EXERCISE TASKS:
1. From the passage on Covid-19 vaccine development, copy out word for word the stretch that begins at the words "The safety and" and stops after the words "long drawn process.".
2. Extend the passage on testing and speeding up a Covid-19 vaccine, picking up right after its last sentence.

PASSAGE PROVIDED:
§ §

The safety and efficacy of a new vaccine will have to be tested and validated though a protracted process where human trials of the vaccine with different doses are effected in stages to increasingly larger groups of volunteers including people from different age groups and health conditions in accordance with a well established protocol. The whole process must be reviewed independently and validated before being submitted to the WHO and various government agencies for approval. The production of some 7 billion doses to be distributed and administered to the world population also needs to be urgently organized. This is intrinsically a long drawn process.

The established protocol and steps for trials, testing and validation are sequential to ensure at every step that all pathological questions and safety norms have been satisfactorily addressed. Investors want to make sure that each step is comprehensively validated before investing into the next step. This is an emergency situation. The world is ready to support whatever it takes to find a vaccine which can stop Covid-19. Bold actions are required. There is therefore a growing urgency to reduce the timeline of finding a safe and effective vaccine by financially supporting scientists and researchers to save time by carrying out under the highest safety precautions required several of the development steps at once.

§ §

DATA UNDER STUDY:
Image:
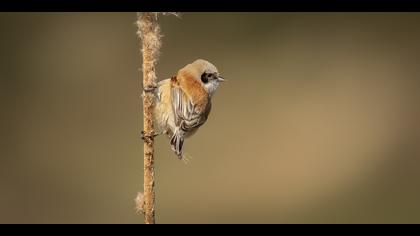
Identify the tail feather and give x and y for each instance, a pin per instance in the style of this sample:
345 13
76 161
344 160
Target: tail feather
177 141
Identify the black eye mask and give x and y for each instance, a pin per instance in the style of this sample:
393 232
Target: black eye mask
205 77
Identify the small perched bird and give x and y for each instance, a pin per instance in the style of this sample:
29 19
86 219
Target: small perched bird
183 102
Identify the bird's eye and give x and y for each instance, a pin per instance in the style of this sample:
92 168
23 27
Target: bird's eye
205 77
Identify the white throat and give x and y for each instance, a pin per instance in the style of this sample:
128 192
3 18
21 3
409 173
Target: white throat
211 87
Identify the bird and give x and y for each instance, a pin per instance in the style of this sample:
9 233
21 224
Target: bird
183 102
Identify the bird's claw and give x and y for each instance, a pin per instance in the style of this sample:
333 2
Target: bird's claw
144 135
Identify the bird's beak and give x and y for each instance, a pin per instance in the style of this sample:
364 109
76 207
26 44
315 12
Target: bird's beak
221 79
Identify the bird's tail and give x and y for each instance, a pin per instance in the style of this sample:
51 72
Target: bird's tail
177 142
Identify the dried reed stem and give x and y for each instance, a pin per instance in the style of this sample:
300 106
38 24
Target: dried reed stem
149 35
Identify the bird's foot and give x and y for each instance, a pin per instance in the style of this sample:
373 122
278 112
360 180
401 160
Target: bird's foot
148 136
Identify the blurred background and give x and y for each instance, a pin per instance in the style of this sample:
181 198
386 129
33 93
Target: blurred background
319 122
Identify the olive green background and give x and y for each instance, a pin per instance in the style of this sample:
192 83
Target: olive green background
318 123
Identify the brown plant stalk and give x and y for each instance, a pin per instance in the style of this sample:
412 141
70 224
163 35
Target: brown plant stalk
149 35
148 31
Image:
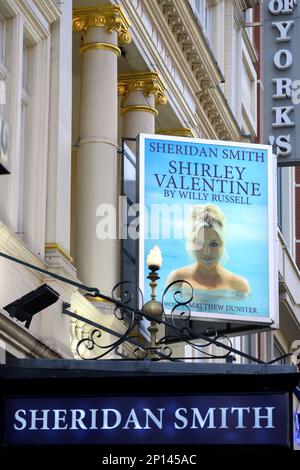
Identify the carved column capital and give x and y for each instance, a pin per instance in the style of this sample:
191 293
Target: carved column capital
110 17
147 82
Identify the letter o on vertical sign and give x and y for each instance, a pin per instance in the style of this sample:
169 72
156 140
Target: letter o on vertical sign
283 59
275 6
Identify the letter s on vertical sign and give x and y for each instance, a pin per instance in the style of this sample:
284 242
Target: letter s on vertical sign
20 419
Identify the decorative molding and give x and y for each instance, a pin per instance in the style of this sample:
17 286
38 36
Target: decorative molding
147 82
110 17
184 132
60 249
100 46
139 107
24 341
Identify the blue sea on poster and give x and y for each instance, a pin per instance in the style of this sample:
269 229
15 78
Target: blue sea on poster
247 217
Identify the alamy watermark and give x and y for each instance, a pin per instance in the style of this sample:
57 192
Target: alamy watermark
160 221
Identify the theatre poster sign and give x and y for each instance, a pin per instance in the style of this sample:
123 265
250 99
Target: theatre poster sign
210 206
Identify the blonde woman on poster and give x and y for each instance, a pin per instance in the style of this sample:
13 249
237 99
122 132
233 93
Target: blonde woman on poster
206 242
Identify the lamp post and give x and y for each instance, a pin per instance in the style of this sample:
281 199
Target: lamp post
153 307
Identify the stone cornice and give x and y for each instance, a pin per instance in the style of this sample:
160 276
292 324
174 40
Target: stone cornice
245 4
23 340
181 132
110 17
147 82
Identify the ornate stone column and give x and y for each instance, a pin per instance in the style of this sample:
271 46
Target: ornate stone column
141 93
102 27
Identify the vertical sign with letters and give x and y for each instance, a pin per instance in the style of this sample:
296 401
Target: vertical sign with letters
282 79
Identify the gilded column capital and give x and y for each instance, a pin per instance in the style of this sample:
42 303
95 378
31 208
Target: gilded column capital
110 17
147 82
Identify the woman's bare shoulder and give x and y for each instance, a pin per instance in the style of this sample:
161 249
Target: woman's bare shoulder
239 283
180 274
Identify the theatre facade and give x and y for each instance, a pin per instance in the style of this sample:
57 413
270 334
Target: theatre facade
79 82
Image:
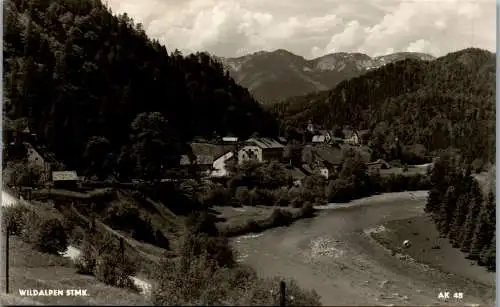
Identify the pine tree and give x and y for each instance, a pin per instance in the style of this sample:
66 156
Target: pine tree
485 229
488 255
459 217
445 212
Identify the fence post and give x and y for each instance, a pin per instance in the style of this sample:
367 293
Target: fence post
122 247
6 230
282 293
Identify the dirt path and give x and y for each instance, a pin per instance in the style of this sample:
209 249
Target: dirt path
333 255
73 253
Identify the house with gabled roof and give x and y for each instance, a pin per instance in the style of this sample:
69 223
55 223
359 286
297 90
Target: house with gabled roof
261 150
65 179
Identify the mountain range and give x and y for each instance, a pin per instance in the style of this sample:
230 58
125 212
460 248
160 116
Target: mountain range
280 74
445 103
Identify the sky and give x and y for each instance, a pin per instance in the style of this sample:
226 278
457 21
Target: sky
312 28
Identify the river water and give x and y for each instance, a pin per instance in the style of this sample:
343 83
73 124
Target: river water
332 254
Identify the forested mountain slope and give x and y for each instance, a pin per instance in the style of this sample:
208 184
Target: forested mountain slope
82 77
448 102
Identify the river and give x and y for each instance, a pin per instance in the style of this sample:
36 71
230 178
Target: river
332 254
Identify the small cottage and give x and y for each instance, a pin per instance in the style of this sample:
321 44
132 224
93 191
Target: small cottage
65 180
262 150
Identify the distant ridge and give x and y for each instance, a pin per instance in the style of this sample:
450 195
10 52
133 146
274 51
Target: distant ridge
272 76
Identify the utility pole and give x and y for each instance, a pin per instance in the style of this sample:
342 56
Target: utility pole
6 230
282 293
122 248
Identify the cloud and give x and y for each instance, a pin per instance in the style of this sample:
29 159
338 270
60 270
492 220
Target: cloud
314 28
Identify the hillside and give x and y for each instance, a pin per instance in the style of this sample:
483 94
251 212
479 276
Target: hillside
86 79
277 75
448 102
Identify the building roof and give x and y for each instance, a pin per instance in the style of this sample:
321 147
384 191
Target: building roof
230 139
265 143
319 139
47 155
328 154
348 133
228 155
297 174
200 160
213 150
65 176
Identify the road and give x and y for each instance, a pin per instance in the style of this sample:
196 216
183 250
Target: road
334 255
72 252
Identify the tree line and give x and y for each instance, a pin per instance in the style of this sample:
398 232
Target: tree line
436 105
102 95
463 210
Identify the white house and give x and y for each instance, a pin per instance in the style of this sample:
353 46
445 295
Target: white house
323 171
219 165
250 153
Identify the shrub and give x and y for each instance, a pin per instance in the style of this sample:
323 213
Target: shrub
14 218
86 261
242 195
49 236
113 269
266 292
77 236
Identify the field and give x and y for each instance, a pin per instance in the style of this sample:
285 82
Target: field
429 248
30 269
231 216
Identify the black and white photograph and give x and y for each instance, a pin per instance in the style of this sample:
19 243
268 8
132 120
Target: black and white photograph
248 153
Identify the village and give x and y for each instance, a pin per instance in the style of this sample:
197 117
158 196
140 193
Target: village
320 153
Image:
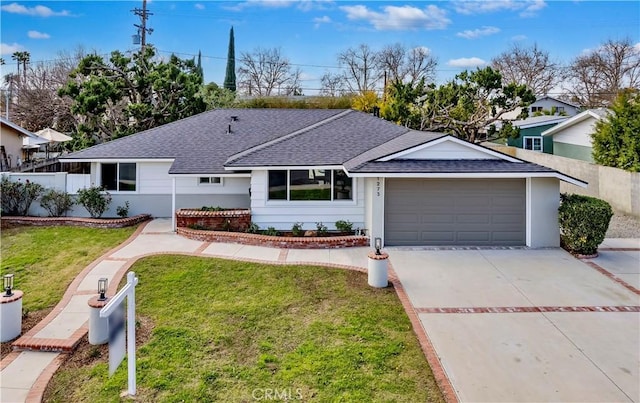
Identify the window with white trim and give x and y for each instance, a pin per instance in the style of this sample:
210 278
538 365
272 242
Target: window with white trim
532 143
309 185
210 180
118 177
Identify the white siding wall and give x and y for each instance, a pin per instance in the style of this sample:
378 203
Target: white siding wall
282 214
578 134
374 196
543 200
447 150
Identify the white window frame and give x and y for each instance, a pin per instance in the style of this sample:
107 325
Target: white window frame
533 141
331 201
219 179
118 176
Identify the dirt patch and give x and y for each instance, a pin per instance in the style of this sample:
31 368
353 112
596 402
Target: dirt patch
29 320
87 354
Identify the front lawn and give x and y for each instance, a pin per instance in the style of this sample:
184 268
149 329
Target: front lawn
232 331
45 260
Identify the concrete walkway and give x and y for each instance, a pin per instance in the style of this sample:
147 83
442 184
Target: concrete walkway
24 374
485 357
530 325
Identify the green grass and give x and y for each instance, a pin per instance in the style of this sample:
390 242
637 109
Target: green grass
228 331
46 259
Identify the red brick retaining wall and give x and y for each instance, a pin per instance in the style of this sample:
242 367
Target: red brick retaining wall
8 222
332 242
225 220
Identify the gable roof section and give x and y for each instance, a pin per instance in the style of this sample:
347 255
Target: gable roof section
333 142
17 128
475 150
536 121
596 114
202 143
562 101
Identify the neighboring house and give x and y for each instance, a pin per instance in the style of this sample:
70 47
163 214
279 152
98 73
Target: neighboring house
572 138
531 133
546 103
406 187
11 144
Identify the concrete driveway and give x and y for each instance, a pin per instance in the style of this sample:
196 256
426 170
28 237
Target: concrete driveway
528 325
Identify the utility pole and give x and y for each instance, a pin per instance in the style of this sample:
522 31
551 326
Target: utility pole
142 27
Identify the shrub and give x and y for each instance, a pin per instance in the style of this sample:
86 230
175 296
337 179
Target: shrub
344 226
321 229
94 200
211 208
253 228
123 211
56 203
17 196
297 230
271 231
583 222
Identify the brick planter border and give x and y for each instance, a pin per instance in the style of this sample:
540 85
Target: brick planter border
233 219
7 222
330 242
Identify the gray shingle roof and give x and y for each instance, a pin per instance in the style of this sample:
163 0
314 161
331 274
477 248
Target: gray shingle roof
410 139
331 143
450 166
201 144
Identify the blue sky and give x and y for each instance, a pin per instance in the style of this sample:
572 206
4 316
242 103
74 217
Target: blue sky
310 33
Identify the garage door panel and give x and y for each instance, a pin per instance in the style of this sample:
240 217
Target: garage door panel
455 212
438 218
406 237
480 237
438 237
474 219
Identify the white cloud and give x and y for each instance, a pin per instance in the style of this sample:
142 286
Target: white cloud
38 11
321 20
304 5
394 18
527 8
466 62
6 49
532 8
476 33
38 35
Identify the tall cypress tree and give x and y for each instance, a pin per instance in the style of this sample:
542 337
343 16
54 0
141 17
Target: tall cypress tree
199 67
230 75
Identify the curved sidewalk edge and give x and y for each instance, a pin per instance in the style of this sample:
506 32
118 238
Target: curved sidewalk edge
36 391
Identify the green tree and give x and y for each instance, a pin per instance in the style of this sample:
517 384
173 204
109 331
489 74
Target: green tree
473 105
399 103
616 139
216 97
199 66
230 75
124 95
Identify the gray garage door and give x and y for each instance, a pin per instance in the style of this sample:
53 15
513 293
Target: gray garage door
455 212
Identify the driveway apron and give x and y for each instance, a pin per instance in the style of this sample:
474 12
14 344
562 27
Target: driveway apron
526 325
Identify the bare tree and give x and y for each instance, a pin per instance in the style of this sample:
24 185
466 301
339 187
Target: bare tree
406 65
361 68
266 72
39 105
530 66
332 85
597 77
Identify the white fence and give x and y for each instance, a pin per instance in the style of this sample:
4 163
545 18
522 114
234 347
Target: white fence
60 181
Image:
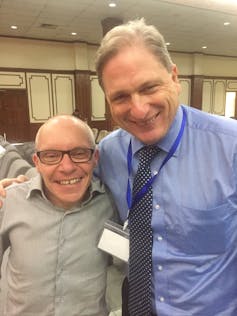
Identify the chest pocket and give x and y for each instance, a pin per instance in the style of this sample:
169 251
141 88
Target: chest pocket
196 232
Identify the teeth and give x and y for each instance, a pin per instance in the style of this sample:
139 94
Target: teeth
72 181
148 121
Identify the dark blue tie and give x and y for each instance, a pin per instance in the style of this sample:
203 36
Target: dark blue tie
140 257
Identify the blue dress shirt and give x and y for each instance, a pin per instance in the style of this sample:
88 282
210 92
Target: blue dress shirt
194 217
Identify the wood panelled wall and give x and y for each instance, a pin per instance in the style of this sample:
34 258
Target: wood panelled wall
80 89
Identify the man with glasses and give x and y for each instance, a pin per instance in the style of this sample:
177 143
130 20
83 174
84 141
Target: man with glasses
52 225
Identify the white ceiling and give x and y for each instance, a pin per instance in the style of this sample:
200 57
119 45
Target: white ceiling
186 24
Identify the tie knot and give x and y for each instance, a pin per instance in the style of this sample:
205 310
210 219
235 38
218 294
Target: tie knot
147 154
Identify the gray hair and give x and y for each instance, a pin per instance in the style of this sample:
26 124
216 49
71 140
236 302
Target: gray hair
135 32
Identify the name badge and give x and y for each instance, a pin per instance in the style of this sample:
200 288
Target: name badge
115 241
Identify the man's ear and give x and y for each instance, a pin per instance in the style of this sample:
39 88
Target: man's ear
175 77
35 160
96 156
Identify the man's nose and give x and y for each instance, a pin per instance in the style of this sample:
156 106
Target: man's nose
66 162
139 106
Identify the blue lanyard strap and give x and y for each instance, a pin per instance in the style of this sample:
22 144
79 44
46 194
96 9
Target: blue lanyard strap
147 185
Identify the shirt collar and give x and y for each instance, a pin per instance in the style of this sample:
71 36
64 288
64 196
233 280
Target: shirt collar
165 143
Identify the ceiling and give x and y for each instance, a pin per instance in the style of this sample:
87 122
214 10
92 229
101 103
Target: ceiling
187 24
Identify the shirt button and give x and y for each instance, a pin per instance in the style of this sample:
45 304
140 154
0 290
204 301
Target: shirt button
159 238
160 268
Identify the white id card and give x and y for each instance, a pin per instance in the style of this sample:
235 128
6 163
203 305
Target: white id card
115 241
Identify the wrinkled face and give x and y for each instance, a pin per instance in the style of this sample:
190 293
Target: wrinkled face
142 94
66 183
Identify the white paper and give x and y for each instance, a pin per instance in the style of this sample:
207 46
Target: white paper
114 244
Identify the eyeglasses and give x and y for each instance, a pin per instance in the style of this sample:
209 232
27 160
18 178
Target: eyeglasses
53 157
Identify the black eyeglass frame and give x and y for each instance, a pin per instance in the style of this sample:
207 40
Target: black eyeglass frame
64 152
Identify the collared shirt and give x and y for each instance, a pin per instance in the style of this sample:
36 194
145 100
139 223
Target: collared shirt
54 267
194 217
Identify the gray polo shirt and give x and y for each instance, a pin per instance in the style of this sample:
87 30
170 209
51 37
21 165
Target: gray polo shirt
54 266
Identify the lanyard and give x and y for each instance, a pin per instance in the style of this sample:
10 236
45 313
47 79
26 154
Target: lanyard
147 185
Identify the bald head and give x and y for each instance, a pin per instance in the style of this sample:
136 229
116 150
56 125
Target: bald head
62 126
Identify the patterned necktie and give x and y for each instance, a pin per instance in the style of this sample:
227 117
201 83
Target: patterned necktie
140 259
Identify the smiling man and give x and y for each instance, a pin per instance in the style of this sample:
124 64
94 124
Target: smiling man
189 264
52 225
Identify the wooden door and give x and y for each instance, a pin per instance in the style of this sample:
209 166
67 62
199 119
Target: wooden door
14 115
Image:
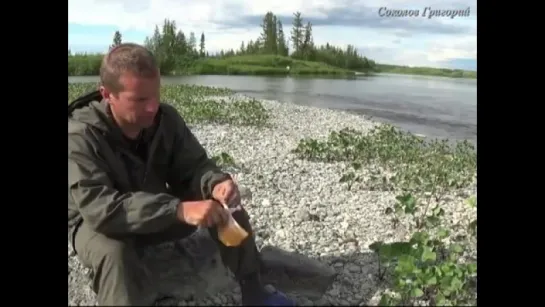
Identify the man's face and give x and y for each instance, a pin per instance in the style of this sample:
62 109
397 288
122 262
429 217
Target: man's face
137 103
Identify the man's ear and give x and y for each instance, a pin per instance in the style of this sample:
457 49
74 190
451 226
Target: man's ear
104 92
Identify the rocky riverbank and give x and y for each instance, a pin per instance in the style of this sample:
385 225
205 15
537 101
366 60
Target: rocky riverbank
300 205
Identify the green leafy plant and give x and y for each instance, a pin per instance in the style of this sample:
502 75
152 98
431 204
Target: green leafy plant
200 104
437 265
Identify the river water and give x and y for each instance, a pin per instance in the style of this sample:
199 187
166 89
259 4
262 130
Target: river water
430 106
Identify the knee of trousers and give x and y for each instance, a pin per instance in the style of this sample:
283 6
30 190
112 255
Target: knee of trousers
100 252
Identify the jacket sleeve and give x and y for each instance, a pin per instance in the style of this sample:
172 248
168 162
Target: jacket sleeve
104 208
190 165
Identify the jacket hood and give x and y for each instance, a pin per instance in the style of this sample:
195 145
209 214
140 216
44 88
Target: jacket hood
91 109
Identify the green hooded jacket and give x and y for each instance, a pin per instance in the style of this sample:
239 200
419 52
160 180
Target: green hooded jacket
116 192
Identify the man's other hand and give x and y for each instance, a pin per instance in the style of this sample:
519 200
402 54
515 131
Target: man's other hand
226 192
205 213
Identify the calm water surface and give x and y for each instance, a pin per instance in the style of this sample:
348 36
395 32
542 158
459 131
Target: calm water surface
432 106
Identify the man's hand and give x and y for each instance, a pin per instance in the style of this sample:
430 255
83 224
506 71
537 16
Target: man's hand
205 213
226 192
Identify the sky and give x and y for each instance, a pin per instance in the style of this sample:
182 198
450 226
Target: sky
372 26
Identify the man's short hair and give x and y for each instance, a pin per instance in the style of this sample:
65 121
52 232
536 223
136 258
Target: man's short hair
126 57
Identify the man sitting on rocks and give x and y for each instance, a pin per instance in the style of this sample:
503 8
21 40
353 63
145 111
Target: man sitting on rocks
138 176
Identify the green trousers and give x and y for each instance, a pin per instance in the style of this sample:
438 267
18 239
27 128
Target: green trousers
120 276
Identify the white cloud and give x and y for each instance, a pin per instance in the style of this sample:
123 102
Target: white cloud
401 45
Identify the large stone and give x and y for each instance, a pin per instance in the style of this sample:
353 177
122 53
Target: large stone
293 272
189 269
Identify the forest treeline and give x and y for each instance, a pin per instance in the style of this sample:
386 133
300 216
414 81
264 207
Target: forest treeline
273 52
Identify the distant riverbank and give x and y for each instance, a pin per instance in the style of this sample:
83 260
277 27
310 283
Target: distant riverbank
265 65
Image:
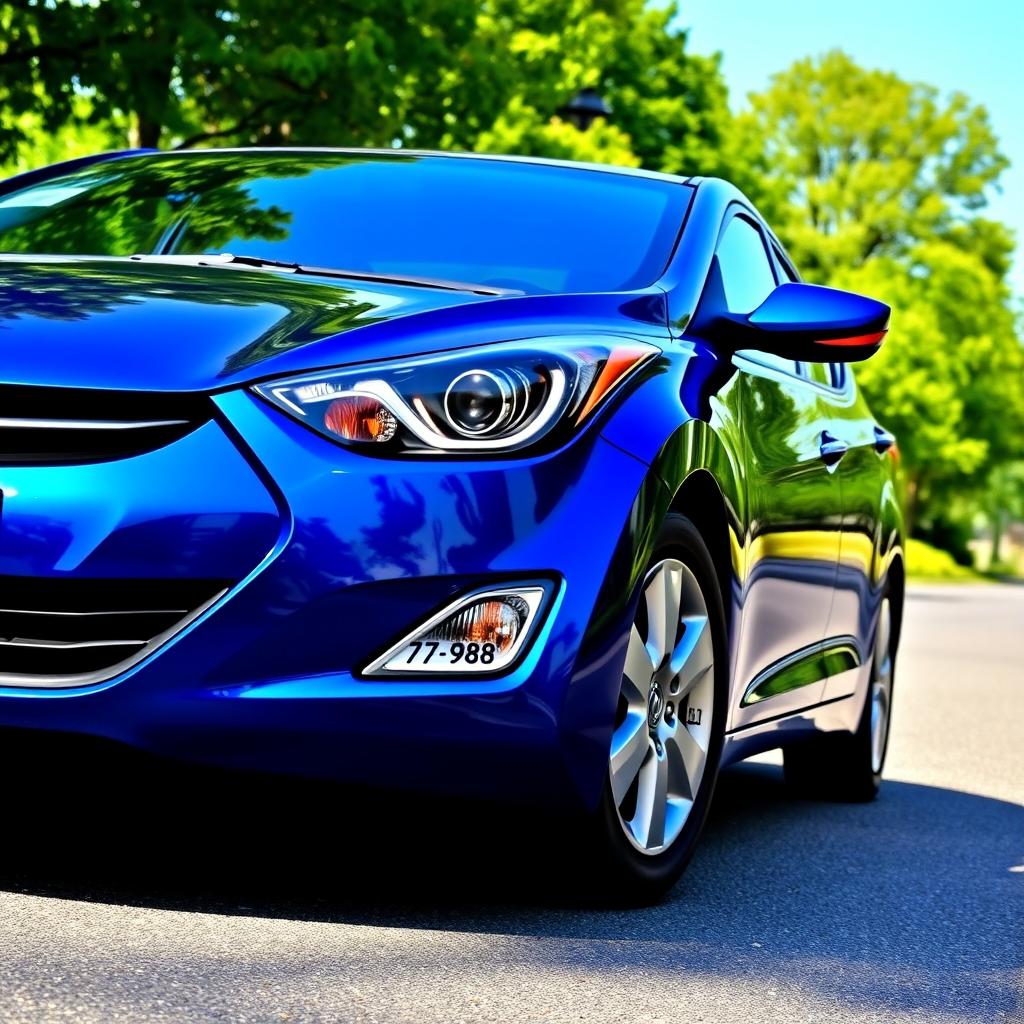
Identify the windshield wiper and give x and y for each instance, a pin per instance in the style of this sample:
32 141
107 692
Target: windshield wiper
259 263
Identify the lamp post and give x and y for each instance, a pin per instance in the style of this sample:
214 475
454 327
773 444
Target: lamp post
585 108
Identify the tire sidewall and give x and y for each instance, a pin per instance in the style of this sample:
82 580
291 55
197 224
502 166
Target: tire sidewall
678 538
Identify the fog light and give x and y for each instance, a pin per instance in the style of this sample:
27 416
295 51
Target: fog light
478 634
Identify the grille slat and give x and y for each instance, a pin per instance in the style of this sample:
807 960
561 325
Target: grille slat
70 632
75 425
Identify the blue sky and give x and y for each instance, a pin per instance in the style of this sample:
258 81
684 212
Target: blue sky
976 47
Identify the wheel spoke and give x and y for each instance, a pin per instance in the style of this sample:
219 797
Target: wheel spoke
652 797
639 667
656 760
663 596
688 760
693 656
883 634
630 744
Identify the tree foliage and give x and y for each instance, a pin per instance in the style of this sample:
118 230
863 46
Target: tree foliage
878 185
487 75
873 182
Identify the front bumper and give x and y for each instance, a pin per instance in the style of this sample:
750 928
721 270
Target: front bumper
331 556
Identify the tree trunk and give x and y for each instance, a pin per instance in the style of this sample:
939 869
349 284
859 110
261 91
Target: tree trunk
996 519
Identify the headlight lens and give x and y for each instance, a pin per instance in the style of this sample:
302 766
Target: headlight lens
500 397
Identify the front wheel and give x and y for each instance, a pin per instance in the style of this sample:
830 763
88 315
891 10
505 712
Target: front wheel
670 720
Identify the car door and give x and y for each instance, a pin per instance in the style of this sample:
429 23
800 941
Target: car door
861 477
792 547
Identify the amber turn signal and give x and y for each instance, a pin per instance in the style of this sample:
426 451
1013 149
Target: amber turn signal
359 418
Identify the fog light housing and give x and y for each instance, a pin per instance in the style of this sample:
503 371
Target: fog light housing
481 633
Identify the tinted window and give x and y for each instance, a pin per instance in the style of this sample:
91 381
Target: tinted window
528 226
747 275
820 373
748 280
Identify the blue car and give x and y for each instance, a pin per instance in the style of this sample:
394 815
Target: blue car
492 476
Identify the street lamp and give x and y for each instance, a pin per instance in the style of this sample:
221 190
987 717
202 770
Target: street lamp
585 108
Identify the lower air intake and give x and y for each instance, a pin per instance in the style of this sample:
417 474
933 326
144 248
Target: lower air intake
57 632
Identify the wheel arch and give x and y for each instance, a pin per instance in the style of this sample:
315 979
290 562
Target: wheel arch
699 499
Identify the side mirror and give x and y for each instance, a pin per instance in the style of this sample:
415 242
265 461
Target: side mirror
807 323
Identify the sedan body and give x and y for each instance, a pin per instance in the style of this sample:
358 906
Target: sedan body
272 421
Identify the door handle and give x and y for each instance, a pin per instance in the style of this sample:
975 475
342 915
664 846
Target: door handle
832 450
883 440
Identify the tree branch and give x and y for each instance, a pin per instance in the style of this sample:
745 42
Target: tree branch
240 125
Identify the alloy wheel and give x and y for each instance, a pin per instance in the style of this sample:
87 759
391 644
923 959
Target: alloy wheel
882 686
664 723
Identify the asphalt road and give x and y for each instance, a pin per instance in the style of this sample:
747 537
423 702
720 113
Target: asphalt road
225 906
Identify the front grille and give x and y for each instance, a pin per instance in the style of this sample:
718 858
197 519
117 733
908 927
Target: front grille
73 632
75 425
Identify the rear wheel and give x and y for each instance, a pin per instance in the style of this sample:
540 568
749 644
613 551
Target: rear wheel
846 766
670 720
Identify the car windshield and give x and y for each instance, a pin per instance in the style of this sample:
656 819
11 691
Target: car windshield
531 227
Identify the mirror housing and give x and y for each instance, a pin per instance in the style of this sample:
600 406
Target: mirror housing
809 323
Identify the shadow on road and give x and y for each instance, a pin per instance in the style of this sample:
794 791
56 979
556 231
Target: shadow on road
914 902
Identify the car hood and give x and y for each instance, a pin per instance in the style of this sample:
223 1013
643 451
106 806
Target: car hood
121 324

§ §

ANSWERS BY ITEM:
1.
The safety and efficacy of a new vaccine will have to be tested and validated though a protracted process where human trials of the vaccine with different doses are effected in stages to increasingly larger groups of volunteers including people from different age groups and health conditions in accordance with a well established protocol. The whole process must be reviewed independently and validated before being submitted to the WHO and various government agencies for approval. The production of some 7 billion doses to be distributed and administered to the world population also needs to be urgently organized. This is intrinsically a long drawn process.

2.
We know that the vaccine developed by the University of Oxford in the UK has already started human trials. In a bid to save time in the race to swiftly provide an approved vaccine to the world to defeat Covid-19, The Serum Institute of India, the world’s largest vaccine maker has thus taken the initiative and risk to start mass production of the Oxford vaccine and produce 40 million units which will be made available at a nominal cost, even before the vaccine has reached advanced clinical trials, without knowing if it works.

Every day that can be saved in the process of validation and dissemination of a safe and effective vaccine will make a huge difference to the world in terms of saving lives and reducing trillions of dollars in economic damage.

So long as a safe and effective vaccine is not discovered and validated for worldwide use, strict compliance with social distancing and hygiene rules in place as well as the wearing of masks will be part of the new normal. The easing of prevailing lockdown restrictions across the world can only be envisaged in a sustainable, very well-thought-out step by step process when statistics relating to new cases of Covid-19 infection, number of deaths, elimination of hotspots of infection and level of testing for Covid-19 show that the spread of the virus is robustly contained in the country concerned. Any rash or premature lifting of restrictions carries the potent risk of a costly second surge of infection of the virus and of significantly delaying a return to a modicum of normality in the world.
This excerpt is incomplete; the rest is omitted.